> **What is being asked**
Copy everything from the start of the records down through the line containing "pixel 682 388", replacing "steel beam" with "metal girder" and leaving everything else unchanged. Omit the pictures from your answer.

[Excerpts from point annotation data]
┌──

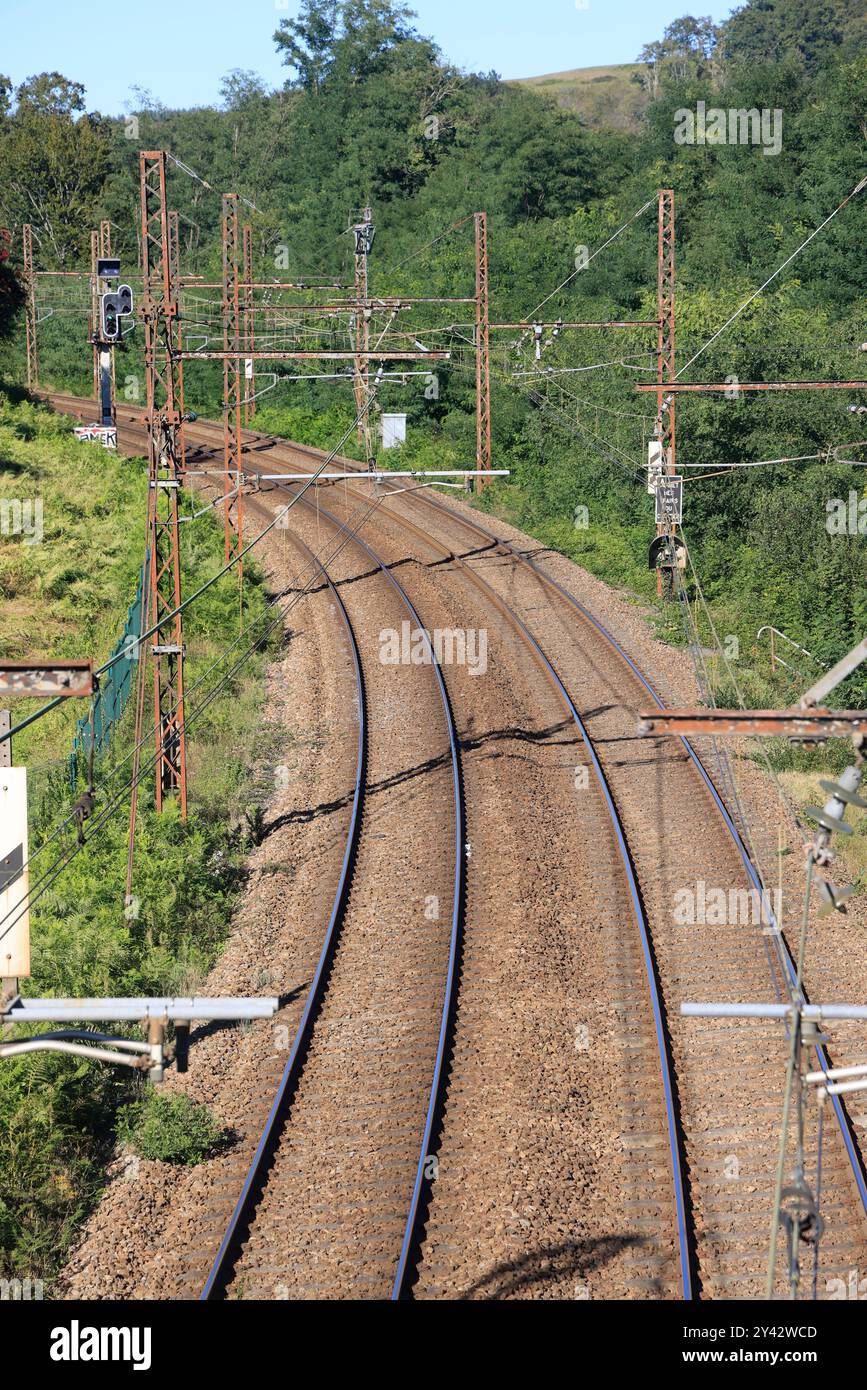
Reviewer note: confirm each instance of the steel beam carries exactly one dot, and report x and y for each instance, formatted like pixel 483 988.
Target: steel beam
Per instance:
pixel 318 356
pixel 46 679
pixel 610 323
pixel 682 388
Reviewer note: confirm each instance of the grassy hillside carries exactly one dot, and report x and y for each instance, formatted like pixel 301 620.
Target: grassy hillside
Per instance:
pixel 67 594
pixel 603 97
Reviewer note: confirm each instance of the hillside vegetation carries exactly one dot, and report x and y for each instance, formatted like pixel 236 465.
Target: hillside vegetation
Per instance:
pixel 65 595
pixel 373 113
pixel 614 97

└──

> **Full response**
Reviewer note: confirm each instance of the metal girder carries exactly one dot, and report x and y for each instance, formatted like pixel 483 988.
Target: metal girder
Per instance:
pixel 318 356
pixel 46 679
pixel 610 323
pixel 682 388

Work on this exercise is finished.